Pick out each line in the items below that contains the string "wing", and treat uppercase and lowercase as different.

▼

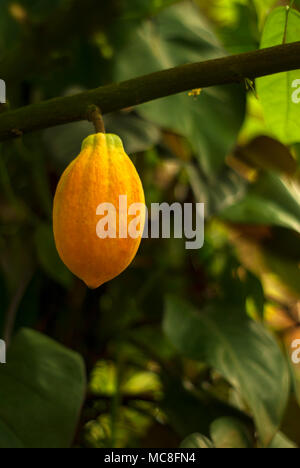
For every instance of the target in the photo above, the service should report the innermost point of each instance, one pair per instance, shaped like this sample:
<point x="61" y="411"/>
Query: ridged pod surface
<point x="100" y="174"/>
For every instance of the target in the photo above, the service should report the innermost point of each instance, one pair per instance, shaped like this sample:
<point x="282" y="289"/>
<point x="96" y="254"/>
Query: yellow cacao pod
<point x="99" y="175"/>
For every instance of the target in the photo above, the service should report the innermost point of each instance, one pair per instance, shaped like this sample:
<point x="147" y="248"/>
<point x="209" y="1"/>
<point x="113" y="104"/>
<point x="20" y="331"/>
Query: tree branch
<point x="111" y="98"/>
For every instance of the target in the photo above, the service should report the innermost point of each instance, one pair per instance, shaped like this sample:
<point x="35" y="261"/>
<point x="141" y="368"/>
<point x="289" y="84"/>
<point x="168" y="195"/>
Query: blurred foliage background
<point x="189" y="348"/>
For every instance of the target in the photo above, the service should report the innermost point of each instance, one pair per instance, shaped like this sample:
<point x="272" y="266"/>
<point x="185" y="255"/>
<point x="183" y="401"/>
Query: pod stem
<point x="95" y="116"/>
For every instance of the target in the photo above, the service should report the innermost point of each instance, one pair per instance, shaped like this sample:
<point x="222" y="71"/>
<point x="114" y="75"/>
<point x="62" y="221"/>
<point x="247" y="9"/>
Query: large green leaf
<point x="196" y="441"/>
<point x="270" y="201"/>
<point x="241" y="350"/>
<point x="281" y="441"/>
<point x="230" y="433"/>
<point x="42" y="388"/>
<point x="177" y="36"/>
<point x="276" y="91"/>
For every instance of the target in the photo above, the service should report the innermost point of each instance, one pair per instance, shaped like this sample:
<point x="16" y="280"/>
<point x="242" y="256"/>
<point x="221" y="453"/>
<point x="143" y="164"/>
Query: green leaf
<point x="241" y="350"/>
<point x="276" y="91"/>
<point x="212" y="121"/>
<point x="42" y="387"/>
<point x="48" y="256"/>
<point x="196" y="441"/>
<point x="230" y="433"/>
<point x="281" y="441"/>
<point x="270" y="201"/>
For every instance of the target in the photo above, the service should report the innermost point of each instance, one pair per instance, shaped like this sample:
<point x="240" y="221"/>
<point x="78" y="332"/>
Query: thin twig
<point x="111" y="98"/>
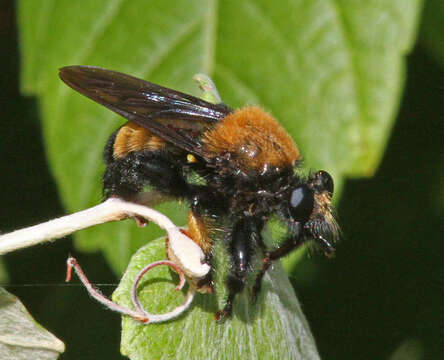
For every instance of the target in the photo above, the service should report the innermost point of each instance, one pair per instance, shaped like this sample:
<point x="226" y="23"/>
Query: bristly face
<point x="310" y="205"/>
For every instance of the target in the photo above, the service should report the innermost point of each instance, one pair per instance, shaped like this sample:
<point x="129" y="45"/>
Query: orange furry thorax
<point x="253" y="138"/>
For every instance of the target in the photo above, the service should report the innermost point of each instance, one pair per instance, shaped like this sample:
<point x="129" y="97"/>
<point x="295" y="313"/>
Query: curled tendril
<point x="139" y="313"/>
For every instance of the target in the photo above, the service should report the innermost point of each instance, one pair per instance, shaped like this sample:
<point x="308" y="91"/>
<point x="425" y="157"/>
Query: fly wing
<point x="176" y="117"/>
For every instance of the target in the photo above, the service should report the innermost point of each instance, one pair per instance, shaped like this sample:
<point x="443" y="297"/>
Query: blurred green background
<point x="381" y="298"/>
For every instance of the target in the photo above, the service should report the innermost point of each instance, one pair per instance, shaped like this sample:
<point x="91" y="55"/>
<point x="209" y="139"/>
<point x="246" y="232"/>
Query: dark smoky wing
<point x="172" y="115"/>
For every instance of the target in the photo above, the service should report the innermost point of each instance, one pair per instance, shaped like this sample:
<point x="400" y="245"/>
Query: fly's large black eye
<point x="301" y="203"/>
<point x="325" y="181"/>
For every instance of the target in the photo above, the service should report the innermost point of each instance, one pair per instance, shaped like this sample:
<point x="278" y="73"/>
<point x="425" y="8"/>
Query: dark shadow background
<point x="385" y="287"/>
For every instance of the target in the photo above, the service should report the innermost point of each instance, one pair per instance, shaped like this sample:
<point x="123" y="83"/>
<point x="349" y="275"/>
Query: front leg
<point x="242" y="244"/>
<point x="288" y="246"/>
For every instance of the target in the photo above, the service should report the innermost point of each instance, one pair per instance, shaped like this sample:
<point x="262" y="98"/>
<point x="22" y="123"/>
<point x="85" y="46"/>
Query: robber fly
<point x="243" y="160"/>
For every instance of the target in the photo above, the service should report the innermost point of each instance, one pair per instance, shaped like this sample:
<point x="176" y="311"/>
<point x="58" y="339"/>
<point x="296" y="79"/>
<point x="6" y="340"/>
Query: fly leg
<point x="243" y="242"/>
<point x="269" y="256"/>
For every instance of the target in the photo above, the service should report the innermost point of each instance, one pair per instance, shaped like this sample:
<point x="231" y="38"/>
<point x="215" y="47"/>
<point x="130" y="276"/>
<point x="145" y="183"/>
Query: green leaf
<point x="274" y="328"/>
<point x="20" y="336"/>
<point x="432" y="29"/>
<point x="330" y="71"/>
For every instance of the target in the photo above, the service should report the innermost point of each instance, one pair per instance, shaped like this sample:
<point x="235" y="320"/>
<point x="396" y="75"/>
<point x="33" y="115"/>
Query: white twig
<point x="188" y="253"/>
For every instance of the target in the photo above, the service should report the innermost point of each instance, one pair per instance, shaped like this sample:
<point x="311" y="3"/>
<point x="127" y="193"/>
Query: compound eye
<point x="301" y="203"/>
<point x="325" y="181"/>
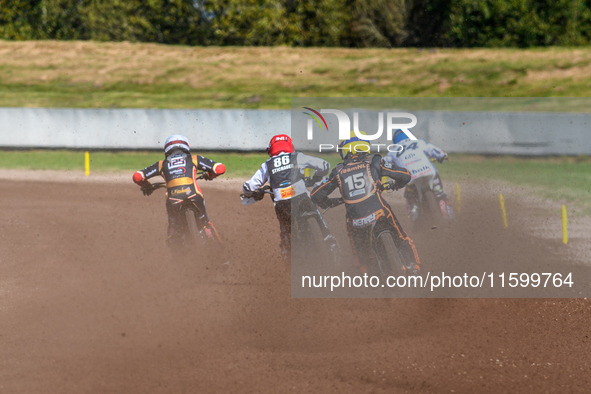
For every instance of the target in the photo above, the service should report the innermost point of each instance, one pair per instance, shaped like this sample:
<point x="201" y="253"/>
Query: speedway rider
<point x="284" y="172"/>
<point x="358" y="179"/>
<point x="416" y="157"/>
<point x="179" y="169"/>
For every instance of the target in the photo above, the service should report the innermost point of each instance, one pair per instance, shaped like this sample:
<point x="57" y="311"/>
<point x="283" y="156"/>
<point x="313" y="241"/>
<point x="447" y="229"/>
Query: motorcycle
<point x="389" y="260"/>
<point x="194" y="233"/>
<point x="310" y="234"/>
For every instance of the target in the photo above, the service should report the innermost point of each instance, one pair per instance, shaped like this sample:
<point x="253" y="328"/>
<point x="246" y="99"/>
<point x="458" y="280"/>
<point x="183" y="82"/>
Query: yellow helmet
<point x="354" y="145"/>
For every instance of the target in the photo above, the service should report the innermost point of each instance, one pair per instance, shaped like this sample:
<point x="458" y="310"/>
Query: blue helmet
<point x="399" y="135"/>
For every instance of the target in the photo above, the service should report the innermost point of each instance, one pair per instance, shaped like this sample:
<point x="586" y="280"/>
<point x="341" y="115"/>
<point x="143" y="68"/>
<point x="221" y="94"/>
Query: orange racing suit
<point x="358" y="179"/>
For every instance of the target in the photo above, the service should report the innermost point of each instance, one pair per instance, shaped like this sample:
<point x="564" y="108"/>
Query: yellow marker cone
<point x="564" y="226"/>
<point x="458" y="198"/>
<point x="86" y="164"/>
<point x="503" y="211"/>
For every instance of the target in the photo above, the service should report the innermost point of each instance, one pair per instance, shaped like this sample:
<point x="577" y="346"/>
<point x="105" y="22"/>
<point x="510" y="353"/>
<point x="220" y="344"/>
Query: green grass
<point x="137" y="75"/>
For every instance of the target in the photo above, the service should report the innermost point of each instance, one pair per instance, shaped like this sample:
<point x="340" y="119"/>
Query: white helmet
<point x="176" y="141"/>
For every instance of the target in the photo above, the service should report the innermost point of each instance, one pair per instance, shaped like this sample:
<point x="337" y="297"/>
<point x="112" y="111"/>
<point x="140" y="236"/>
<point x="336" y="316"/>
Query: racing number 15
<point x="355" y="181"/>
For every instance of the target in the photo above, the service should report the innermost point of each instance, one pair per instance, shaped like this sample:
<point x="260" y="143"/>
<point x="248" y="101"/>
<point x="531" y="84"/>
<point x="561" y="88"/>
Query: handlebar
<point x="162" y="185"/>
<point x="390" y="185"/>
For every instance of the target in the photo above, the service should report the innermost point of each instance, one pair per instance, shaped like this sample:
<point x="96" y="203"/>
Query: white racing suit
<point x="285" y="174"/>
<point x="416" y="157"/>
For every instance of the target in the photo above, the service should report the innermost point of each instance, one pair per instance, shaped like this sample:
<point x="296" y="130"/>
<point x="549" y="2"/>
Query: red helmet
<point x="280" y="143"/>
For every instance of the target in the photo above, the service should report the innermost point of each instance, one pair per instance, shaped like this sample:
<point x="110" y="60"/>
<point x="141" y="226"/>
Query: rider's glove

▲

▸ ANSWER TO THIS EXERCISE:
Query: fly wing
Query: dark smoky wing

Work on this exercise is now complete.